Source:
——
At the beginning of English colonization of North America, there was no general legislation on education. In fact, between 1530 and 1833, there was no legislation in England encouraging schools except for a few acts concerning colleges and secondary schools. As a result, the history of education in England is connected to the history of the church.


With the dissolution, of the Catholic Church in England in 1539 by Henry VIII, care for the vast number of poor, which made up about one sixth of the population, fell to the Church of England and indirectly to the Crown, as the head of the Anglican Church. This responsibility was addressed through two main means, apprenticeship and the “poor laws”.


The main features of these laws were:

  • Any one not apprenticed should be bound to the first applicant.

  • Wages were set by law, and in the case of anyone receiving higher wages, the apprentice and the one to whom he was bound were punished.

  • These laws were enforced by magistrates (civil officers) who belonged to the Gentry.

  • The Statutes of Labor provided that anyone not employed could be forced to be bound to a man for husbandry (farm work).

  • Unmarried women between the ages of twelve and forty could be forced into service, especially at harvest time.
——
[Location identification items]
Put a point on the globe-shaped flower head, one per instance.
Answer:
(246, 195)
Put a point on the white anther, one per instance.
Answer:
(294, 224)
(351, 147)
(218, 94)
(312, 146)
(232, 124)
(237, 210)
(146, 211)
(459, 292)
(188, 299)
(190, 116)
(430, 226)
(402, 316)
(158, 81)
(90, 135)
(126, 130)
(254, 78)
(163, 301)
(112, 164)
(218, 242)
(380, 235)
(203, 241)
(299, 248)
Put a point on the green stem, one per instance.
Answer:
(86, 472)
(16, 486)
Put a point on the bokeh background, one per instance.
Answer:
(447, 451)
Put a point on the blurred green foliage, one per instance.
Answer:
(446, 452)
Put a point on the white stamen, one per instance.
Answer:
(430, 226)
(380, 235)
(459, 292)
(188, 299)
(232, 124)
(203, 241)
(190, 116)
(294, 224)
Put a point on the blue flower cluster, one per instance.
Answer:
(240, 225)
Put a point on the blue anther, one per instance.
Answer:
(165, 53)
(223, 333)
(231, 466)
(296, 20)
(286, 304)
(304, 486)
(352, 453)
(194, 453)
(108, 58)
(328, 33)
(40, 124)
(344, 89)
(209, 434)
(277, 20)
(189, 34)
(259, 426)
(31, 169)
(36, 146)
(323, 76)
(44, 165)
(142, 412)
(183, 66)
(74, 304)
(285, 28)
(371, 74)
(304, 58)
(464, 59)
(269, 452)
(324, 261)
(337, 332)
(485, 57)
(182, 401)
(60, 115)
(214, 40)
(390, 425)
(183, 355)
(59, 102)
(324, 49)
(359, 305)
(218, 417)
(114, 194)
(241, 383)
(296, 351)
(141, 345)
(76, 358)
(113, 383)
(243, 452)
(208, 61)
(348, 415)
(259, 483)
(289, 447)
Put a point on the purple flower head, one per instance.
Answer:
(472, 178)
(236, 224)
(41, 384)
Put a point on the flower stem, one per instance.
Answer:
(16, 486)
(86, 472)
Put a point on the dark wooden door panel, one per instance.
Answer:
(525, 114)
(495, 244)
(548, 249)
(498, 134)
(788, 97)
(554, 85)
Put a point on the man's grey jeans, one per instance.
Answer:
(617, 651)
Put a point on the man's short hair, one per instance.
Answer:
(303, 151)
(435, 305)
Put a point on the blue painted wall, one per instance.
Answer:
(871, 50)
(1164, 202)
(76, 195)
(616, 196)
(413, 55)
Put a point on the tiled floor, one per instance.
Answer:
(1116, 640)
——
What to produce: Briefly list each of the main features of the laws that the passage on English education and the poor laws sets out.

Finished task:
- Anyone not apprenticed was to be bound to the first applicant.
- Wages were set by law, and if anyone received higher wages, both the apprentice and the one he was bound to were punished.
- The laws were enforced by magistrates (civil officers) who belonged to the Gentry.
- Under the Statutes of Labor, anyone not employed could be forced to be bound to a man for husbandry (farm work).
- Unmarried women between the ages of twelve and forty could be forced into service, especially at harvest time.